#### EXERCISE MATERIAL

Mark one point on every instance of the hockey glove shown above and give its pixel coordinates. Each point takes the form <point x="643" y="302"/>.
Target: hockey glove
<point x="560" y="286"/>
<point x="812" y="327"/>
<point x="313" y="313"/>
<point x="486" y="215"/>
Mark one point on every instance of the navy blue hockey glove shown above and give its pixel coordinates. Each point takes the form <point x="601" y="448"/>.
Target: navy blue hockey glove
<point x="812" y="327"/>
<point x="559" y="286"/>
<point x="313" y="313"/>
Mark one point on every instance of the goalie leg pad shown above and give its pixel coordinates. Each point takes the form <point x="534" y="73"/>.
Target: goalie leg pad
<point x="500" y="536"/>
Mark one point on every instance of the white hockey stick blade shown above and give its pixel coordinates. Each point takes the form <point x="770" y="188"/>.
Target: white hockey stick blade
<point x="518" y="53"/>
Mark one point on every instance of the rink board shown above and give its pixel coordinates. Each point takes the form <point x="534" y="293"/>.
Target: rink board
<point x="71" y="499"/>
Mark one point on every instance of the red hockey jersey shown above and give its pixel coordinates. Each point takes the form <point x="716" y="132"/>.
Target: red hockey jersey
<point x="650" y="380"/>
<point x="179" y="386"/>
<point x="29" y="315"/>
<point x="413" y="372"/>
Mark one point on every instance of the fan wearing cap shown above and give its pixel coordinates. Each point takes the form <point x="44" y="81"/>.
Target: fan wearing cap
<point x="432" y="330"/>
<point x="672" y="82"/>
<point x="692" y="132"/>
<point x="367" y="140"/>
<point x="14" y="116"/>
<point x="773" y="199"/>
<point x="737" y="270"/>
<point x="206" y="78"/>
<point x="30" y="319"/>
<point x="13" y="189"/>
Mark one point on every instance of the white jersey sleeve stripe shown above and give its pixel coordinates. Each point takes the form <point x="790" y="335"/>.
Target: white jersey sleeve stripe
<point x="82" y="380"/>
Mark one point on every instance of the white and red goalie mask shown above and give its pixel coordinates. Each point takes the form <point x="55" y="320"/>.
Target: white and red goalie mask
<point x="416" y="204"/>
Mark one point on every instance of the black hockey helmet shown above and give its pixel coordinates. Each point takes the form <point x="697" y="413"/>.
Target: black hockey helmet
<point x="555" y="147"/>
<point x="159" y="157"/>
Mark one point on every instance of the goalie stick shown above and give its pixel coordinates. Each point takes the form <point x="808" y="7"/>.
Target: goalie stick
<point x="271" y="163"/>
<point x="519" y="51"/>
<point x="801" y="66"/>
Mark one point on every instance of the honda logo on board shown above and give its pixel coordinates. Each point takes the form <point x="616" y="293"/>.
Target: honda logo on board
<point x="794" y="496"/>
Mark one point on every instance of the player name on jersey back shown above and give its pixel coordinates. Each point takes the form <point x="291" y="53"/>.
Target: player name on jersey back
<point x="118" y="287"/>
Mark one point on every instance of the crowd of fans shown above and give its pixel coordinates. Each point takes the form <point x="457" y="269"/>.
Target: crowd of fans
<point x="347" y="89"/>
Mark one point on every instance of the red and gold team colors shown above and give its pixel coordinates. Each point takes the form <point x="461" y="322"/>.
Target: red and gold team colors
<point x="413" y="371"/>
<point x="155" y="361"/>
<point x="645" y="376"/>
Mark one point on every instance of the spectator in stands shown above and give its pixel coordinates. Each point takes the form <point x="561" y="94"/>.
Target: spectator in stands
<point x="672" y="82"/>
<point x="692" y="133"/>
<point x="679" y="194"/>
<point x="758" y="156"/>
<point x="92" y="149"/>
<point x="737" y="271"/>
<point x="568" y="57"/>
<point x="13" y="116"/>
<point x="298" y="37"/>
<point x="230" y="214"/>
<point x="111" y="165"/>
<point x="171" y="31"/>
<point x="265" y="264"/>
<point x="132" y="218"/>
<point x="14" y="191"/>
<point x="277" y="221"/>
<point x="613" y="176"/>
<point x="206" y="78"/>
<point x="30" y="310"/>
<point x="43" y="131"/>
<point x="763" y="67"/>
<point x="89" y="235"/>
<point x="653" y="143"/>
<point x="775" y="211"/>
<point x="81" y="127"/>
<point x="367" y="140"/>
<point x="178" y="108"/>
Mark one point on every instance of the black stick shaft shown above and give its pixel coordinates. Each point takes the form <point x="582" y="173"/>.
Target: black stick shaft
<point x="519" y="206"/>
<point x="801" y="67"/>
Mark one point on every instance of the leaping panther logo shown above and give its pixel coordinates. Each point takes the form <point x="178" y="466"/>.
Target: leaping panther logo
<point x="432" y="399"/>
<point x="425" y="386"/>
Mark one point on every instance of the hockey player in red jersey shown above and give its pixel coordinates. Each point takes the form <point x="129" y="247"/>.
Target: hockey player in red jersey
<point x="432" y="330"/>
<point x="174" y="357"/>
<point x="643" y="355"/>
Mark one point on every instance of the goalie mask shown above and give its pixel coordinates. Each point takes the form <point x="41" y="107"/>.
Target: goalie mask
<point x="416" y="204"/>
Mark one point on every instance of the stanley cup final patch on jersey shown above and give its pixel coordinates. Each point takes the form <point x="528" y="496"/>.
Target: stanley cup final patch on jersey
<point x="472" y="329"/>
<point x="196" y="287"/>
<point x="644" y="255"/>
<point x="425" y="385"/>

########

▸ **DIRECTION**: Reproduce all of the rows above word for word, with no changes.

▸ **ANSWER TO THIS PROBLEM**:
Mark one point on every instance of the hockey glove shown above and give its pixel coordinates. Each point takes the form <point x="643" y="302"/>.
Target: hockey glove
<point x="560" y="286"/>
<point x="812" y="327"/>
<point x="313" y="313"/>
<point x="486" y="215"/>
Mark one point on every instance of the navy blue hockey glove shown above and give its pixel coordinates. Each point takes the form <point x="601" y="448"/>.
Target: navy blue hockey glove
<point x="812" y="327"/>
<point x="559" y="286"/>
<point x="313" y="313"/>
Mark one point on every instance of the goalie leg pad shown above and give its pixel coordinates. Each point takes the form <point x="534" y="73"/>.
Target: goalie leg pad
<point x="500" y="536"/>
Mark one point on every instance of the white hockey stick blade shown above and give its pixel coordinates. Each point takes the form <point x="770" y="188"/>.
Target: white hockey stick blade
<point x="518" y="53"/>
Mark one point on every instance of the rink board shown above and give its pixel coordinates. Each point takes the form <point x="534" y="293"/>.
Target: rink board
<point x="71" y="499"/>
Mark one point on every instance of the red hockey jersey shown above and give its pixel coordinates. Each point takes the form <point x="716" y="132"/>.
Target: red hockey jersey
<point x="650" y="380"/>
<point x="179" y="386"/>
<point x="29" y="315"/>
<point x="413" y="372"/>
Mark one point on every instance of the fan wearing cap shown above and give its pixel coordinates. Each point takes the form <point x="44" y="81"/>.
Target: fan wearing cap
<point x="432" y="330"/>
<point x="672" y="82"/>
<point x="692" y="132"/>
<point x="367" y="140"/>
<point x="14" y="116"/>
<point x="773" y="199"/>
<point x="737" y="270"/>
<point x="206" y="78"/>
<point x="30" y="319"/>
<point x="13" y="189"/>
Mark one point on every instance of the white jersey sleeve stripe shown above and give its pixel coordinates. Each point takes the form <point x="790" y="335"/>.
Target: white jersey sleeve stripe
<point x="82" y="380"/>
Mark one point on every instance of the white and red goalie mask shown above and give its pixel coordinates. Each point takes the form <point x="55" y="320"/>.
Target: white and red goalie mask
<point x="416" y="204"/>
Mark one point on every instance of the black hockey helmet shown above and give its pixel coordinates. Each point takes the form <point x="697" y="413"/>.
Target: black hockey helmet
<point x="555" y="147"/>
<point x="159" y="157"/>
Mark one point on every instance of the goalie stick shown above and give its pixel coordinates. Each point takes the form <point x="808" y="7"/>.
Target: goalie stick
<point x="271" y="163"/>
<point x="519" y="51"/>
<point x="801" y="66"/>
Mark one point on every instance of the honda logo on board shown above and give its pixel coordinates. Each point takes the form <point x="616" y="293"/>.
Target: honda logo on board
<point x="794" y="496"/>
Mark one point on every instance of the player name on jersey back shown above and give its pixel coordinates. Each point takes the form <point x="291" y="53"/>.
Target: player name on jersey back
<point x="118" y="287"/>
Mark one point on every instance of the crowd of fans shown above and give its pixel coordinates. Each point takes the form <point x="457" y="269"/>.
Target: crowd of fans
<point x="347" y="89"/>
Mark one point on every instance of the red and gold team colors shown above and give its pixel coordinates. Each point takes the form <point x="461" y="322"/>.
Target: red and gold team colors
<point x="413" y="371"/>
<point x="155" y="361"/>
<point x="645" y="376"/>
Mark one point on every instance of the spectator in stands shown above and give its pixel coordinates. Each point takes the form <point x="561" y="94"/>.
Target: spectator in stands
<point x="672" y="82"/>
<point x="692" y="133"/>
<point x="679" y="194"/>
<point x="758" y="156"/>
<point x="92" y="149"/>
<point x="737" y="271"/>
<point x="568" y="57"/>
<point x="13" y="116"/>
<point x="298" y="37"/>
<point x="230" y="214"/>
<point x="111" y="165"/>
<point x="171" y="31"/>
<point x="265" y="264"/>
<point x="132" y="218"/>
<point x="14" y="191"/>
<point x="277" y="221"/>
<point x="613" y="176"/>
<point x="206" y="78"/>
<point x="30" y="310"/>
<point x="43" y="131"/>
<point x="763" y="67"/>
<point x="89" y="235"/>
<point x="653" y="143"/>
<point x="775" y="211"/>
<point x="81" y="127"/>
<point x="367" y="140"/>
<point x="178" y="108"/>
Mark one point on every instance of the black stick shaft shown above and give its pixel coordinates. Each point takes the form <point x="582" y="173"/>.
Target: black stick shaft
<point x="519" y="206"/>
<point x="801" y="67"/>
Mark one point on every instance of the leaping panther logo shown above and give its pixel coordinates. Each point takes the form <point x="178" y="466"/>.
Target: leaping panther logo
<point x="432" y="399"/>
<point x="425" y="386"/>
Mark one point on every instance of the hockey player in red jersey shown above and give its pixel coordinates. Each point takes the form <point x="129" y="247"/>.
Target: hockey player in red jersey
<point x="432" y="330"/>
<point x="174" y="357"/>
<point x="643" y="355"/>
Mark one point on every instance of the goalie mask shown above and give its pixel coordinates. Each point takes the form <point x="41" y="107"/>.
Target: goalie mask
<point x="416" y="204"/>
Mark one point on every instance of the stanley cup final patch on jersey shown above and give its pixel coordinates. Each point takes the form <point x="528" y="496"/>.
Target: stanley cup final patch on jersey
<point x="472" y="329"/>
<point x="196" y="287"/>
<point x="644" y="255"/>
<point x="425" y="385"/>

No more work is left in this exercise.